- Task item -
Repeat exactly, please, the lines that begin at the start of the listing and end at the line holding "Detect the straw".

- Source information -

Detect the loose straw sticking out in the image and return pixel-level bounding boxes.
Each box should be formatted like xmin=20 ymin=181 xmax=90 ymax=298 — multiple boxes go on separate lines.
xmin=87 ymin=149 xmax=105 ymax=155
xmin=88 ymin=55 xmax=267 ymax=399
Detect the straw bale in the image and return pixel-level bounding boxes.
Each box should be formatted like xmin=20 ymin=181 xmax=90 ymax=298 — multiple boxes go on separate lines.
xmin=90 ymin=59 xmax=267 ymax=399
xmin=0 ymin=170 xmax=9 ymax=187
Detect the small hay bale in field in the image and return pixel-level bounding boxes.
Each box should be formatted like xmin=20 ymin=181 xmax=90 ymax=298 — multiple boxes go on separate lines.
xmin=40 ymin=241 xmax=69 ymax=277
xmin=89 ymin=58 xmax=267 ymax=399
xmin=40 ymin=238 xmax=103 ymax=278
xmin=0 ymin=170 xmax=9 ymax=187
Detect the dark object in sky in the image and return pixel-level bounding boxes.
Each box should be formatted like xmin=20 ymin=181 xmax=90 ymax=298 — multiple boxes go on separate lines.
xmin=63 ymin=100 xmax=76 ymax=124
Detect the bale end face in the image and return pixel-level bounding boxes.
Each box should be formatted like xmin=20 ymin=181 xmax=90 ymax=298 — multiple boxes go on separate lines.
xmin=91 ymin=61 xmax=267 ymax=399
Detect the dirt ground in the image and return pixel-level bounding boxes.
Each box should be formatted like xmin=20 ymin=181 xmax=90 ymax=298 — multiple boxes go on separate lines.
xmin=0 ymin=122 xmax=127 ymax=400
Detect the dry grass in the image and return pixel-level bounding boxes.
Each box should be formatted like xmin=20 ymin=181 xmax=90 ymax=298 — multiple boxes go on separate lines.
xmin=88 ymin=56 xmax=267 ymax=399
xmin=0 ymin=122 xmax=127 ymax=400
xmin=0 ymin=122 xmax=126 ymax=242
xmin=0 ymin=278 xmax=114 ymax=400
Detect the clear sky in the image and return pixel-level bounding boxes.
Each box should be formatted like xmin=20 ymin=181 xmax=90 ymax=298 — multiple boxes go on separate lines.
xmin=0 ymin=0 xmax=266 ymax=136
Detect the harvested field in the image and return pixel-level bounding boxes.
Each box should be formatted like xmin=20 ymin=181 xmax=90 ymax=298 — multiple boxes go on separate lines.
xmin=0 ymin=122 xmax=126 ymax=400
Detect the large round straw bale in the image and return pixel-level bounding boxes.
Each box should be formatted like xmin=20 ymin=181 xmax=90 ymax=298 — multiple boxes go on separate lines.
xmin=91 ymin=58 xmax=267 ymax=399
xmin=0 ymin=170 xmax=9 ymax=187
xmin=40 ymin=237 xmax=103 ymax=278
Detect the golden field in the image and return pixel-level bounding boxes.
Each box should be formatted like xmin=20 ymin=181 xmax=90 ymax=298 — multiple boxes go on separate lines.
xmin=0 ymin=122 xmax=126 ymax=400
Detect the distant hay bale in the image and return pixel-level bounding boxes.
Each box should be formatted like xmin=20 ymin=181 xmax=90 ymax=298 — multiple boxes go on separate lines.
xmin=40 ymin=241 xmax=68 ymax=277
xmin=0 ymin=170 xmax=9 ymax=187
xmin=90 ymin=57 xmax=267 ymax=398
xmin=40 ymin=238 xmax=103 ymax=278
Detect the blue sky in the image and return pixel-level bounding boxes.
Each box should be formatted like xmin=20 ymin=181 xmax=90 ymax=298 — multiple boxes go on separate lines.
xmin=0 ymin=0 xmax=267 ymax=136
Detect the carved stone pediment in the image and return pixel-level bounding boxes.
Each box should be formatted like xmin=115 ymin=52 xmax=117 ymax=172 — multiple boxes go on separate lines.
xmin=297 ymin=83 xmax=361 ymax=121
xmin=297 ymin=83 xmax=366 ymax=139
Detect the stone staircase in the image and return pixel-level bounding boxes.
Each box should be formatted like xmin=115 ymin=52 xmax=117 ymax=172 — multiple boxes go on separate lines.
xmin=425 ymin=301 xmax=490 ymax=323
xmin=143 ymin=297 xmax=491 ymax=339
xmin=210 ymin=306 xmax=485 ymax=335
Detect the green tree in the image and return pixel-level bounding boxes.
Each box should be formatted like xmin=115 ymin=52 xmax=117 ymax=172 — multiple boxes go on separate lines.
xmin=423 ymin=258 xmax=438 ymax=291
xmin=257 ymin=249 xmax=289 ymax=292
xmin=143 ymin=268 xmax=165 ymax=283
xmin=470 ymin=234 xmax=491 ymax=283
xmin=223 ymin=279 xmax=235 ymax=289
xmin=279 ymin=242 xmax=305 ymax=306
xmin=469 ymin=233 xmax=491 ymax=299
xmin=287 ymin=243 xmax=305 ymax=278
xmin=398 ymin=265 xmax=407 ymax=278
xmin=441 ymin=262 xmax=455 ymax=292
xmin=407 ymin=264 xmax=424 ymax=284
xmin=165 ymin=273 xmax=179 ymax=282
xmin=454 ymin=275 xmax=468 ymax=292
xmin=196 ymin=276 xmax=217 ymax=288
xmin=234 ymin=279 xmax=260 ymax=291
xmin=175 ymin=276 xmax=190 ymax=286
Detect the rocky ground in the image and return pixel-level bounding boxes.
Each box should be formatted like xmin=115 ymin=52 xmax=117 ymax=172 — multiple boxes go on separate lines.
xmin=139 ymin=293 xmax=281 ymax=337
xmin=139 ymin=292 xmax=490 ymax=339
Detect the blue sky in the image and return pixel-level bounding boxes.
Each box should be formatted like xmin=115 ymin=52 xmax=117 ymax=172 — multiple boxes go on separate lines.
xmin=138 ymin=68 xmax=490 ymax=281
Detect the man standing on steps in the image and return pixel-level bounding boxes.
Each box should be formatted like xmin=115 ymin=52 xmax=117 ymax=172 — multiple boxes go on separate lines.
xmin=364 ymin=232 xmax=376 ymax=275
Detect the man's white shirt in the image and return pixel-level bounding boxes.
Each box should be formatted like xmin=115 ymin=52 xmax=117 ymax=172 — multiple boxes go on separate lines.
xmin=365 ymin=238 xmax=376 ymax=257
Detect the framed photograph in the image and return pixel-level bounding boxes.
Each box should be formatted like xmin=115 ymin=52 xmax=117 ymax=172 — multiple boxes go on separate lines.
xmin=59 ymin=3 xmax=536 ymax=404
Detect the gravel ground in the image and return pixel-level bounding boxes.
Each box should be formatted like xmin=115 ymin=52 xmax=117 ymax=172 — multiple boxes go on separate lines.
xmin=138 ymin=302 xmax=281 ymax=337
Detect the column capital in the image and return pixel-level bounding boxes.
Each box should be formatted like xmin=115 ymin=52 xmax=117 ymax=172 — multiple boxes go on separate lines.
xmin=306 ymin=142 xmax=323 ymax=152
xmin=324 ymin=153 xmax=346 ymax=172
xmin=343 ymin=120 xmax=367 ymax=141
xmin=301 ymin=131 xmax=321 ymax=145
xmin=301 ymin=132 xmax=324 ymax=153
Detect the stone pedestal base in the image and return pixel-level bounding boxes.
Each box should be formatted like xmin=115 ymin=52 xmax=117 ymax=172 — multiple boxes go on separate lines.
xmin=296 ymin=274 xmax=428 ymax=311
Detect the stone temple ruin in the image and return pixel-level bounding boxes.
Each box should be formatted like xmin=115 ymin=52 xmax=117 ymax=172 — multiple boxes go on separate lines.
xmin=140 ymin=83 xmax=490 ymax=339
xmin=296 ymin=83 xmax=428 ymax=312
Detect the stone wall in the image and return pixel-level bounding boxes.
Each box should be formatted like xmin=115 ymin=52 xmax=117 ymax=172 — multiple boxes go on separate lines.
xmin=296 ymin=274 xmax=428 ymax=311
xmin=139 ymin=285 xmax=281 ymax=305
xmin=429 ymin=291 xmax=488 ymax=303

- Solution to the problem -
Detect the loose straw sticking out in the image and return pixel-level bounding boxes.
Each box should be formatted like xmin=20 ymin=181 xmax=90 ymax=298 — multiple boxes go on separate lines.
xmin=87 ymin=149 xmax=105 ymax=155
xmin=88 ymin=55 xmax=267 ymax=399
Detect the straw bale in the image and return pixel-level bounding boxes.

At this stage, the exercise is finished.